Location identification entries:

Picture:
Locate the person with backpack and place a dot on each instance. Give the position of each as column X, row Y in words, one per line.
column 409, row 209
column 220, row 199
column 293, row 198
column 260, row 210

» **EXERCISE DIRECTIONS**
Give the rows above as a two-column CSV with the headers text and answer, one line for each row. Put each value in a single quoted field, with line breaks replaced by spaces.

» **TASK ANSWER**
text,answer
"Picture: Locate the person with backpack and place a dot on each instance. Give the position of each as column X, row Y in words, one per line.","column 409, row 209 column 220, row 199 column 293, row 198 column 260, row 210"